** BEGIN PASSAGE GIVEN **

It was only a couple of decades later that the alarm began to be raised concerning the negative impacts of burning fossil fuel in an expanding, always growing fashion. The big oil companies fought back, just as big tobacco had done before them, spending huge sums of money to counter valid research with false claims, burying their own findings about what continued use of gas and diesel might cause. It seems that both industries were so focused on creating massive amounts of profits that hiding their own findings about the negative affects was paramount in their collective psyche. The well-being of society in general had little if any impact.

Being a consumerist society, we have been locked in to the mindset of growing the economy, growing the consumption, using more, saving less, burn, baby, burn! Few if any of us are innocent. Most every driveway across the nation hosts at least one, if not two or three vehicles. Garbage cans get dragged out to the curb weekly, mostly full of discarded stuff. The constant barrage of advertising pushes us relentlessly to buy more, have this widget, enjoy this vacation, throw away your old clothes and buy the latest fashion.

Like George, we seem to find ourselves as a society unable to kick the habit. Inherently, more and more of us recognize that something is not right. That the natural disasters that are increasing in frequency and intensity around the earth are raising that silent alarm in the back of our minds, yet we are mostly immobile in taking action. The addiction of mobility when we want it, of material objects that soothe our longing and psyche like comfort food seems something we are unable to shake.

If it were only we as a single individual across the world that was affected by our action or inaction, that would be a personal choice, and the consequences of our actions would only affect us personally. Perhaps those who loved us most would also lament our eventual demise. The reality is that what we do or choose not to do has impact for every other living thing on this planet. Collectively, we are filling our lungs with soot and tar. We are sentencing our grandchildren to a life of unknown challenge, perhaps worse than anything we can really imagine.

** END PASSAGE GIVEN **

> GIVEN PROBLEM A:
In the fossil-fuel essay, what does "the constant barrage of advertising" push us to do? List every urging it names.
> GIVEN PROBLEM B:
Write a continuation of the fossil-fuel essay that picks up right after its final sentence.
The material after this point is unrelated to the fossil-fuel essay.

** BEGIN RECORDED INFORMATION **

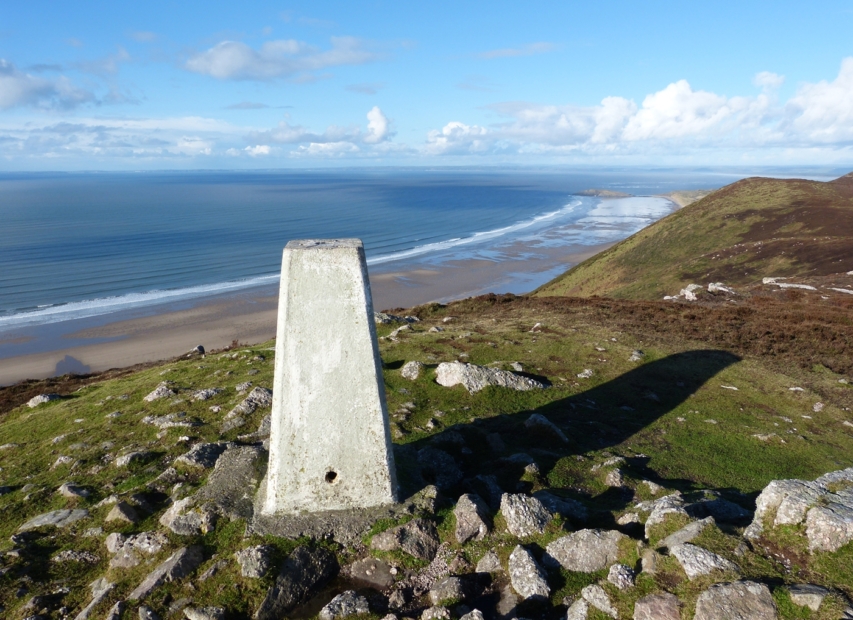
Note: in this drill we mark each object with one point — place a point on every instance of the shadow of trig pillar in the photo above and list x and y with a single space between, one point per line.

** END RECORDED INFORMATION **

> WRITTEN ANSWER A:
- Buy more
- Have this widget
- Enjoy this vacation
- Throw away your old clothes
- Buy the latest fashion

> WRITTEN ANSWER B:
Or, unlike George, we could choose to be more enlightened. People aren’t stupid, but we can be in denial. And we who have come to see that our choices have immense impact on the future generations can also choose to speak up, to take action, to seek help to give up the addiction. Talk. Support the youth who are on the front lines across the globe. Reach out to your representatives. Strike with a group, happening all over. Write letters to the editor. Join a group of climate crisis activists. They are popping up all over. Most importantly, have the conversations. I get it that it is challenging to talk about a topic that is so complex, so urgent, so daunting. Still, it is the single biggest action that can be taken to move our world towards meaningful action that will actually have an impact.

Drew Dellinger said it so well in his poem “Hieroglyphic Stairway”:

It’s 3:23 in the morning
and I’m awake
because my great great grandchildren
won’t let me sleep
my great great grandchildren
ask me in dreams
what did you do while the Planet was plundered?
what did you do when the Earth was unravelling?

surely you did something
when the seasons started failing?
as the mammals, reptiles, birds were all dying?

did you fill the streets with protest
when democracy was stolen?

what did you do
once
you
knew?

Steve Aman, The Wandering Bobcat

(link to the full video “Hieroglyphic Stairway” here https://www.youtube.com/watch?v=XW63UUthwSg )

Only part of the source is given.